— Begin PROVIDED ENTRIES —

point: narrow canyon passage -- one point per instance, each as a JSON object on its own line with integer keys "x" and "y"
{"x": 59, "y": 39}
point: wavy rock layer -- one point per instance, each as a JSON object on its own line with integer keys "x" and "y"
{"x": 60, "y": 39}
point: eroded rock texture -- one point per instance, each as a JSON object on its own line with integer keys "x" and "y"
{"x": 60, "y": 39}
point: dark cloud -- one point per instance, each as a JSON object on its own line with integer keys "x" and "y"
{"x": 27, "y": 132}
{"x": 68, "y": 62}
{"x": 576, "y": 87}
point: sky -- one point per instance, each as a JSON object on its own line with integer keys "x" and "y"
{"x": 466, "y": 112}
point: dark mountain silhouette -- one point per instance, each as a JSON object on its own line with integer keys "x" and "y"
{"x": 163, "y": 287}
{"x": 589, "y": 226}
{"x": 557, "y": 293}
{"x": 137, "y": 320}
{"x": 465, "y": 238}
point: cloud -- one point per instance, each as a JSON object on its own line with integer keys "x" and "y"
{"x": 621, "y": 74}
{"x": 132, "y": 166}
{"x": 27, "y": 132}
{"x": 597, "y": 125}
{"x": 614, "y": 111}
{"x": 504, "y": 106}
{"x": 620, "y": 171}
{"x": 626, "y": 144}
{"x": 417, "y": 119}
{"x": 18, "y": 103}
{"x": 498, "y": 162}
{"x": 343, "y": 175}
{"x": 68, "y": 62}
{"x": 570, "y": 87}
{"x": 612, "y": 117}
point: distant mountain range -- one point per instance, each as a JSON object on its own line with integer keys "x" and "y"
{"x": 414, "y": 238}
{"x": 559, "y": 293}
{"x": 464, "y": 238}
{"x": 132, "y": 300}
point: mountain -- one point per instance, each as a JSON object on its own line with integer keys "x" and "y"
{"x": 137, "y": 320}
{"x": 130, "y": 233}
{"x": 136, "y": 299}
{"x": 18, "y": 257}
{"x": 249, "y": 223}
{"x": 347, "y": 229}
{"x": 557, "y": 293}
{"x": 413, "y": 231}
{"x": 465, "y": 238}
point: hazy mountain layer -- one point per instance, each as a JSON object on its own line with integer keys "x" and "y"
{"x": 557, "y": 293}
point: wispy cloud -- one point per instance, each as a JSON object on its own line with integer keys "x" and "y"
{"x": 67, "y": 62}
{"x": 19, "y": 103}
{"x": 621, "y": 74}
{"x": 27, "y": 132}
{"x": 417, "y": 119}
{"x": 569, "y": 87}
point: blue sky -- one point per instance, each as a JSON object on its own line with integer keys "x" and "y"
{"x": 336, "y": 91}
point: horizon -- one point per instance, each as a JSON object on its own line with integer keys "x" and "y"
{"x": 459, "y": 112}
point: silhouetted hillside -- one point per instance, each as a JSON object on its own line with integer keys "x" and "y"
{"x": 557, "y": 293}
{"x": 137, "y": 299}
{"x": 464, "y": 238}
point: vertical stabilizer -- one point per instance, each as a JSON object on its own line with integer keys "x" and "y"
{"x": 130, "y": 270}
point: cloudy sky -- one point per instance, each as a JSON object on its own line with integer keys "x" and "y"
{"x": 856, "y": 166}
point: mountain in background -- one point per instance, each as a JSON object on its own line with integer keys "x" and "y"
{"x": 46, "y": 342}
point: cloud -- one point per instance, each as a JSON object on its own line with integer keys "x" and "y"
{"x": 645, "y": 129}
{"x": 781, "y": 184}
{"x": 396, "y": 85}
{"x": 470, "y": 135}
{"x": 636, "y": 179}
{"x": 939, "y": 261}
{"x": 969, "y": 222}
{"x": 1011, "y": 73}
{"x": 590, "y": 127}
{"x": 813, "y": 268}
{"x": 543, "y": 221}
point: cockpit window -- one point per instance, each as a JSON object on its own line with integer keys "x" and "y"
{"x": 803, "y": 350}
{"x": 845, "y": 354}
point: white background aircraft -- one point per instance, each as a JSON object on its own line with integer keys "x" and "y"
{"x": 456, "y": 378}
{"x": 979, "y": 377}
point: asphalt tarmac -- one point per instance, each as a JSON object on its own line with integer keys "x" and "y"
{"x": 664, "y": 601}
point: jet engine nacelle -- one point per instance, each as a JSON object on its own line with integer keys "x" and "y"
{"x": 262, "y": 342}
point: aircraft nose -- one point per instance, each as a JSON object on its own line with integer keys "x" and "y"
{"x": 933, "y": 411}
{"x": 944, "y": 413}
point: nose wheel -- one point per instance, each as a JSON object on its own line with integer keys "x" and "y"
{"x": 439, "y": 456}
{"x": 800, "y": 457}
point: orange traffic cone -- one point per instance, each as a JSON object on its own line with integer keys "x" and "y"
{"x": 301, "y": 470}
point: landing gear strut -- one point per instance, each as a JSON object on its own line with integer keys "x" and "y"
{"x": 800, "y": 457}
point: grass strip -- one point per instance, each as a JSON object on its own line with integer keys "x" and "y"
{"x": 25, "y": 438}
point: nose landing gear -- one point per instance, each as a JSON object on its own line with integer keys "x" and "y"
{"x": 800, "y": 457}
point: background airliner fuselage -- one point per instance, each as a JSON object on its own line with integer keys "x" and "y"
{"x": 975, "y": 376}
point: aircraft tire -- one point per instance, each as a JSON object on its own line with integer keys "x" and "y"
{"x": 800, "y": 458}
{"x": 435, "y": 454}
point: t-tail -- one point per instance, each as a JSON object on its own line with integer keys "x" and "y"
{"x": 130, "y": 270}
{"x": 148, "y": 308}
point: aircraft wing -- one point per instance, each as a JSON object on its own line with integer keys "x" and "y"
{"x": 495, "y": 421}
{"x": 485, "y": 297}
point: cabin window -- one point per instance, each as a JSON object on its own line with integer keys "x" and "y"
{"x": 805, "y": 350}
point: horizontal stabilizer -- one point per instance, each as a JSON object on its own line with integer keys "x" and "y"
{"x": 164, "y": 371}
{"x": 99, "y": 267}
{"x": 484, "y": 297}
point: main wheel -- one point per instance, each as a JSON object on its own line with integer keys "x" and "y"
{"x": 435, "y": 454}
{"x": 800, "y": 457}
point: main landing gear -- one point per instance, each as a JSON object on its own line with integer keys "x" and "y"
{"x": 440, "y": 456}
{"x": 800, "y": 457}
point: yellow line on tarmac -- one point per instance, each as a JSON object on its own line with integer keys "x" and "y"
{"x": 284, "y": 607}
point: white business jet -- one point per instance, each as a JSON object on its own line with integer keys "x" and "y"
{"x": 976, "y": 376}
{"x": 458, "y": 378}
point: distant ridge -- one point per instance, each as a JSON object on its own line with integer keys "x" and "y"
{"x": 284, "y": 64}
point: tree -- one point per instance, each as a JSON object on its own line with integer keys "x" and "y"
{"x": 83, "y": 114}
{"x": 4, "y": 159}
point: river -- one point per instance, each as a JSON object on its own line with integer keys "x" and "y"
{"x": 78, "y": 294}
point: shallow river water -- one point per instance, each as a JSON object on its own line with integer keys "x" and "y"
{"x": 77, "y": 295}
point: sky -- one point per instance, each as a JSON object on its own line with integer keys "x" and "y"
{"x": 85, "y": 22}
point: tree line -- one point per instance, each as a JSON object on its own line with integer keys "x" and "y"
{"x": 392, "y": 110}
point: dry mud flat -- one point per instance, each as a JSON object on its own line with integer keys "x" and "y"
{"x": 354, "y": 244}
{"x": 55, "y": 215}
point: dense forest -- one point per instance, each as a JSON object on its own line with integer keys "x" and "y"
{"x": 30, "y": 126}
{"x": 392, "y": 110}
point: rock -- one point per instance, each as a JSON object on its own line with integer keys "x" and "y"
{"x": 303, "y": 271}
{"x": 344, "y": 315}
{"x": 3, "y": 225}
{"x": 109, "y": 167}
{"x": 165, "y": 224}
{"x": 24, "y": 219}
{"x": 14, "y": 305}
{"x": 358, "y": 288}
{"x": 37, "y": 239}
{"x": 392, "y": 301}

— End PROVIDED ENTRIES —

Copy the items above verbatim, starting at the line that contains "point: tree line" and continuing through the last line of the items.

» **ANSWER TO THIS EXERCISE**:
point: tree line -- one point per instance, each as a JSON object on its own line with integer keys "x" and "y"
{"x": 392, "y": 110}
point: dry mud flat -- one point per instance, each as a JSON object on its own line with integer keys "x" and "y"
{"x": 354, "y": 244}
{"x": 55, "y": 215}
point: dense forest -- one point per instance, each as a JSON object on its own line with integer keys "x" and "y"
{"x": 30, "y": 126}
{"x": 392, "y": 110}
point: rock -- one point per instance, each as a JSON object on its own line with integer keys "x" and "y"
{"x": 303, "y": 271}
{"x": 344, "y": 315}
{"x": 3, "y": 225}
{"x": 109, "y": 167}
{"x": 165, "y": 224}
{"x": 24, "y": 219}
{"x": 14, "y": 305}
{"x": 358, "y": 288}
{"x": 37, "y": 239}
{"x": 392, "y": 301}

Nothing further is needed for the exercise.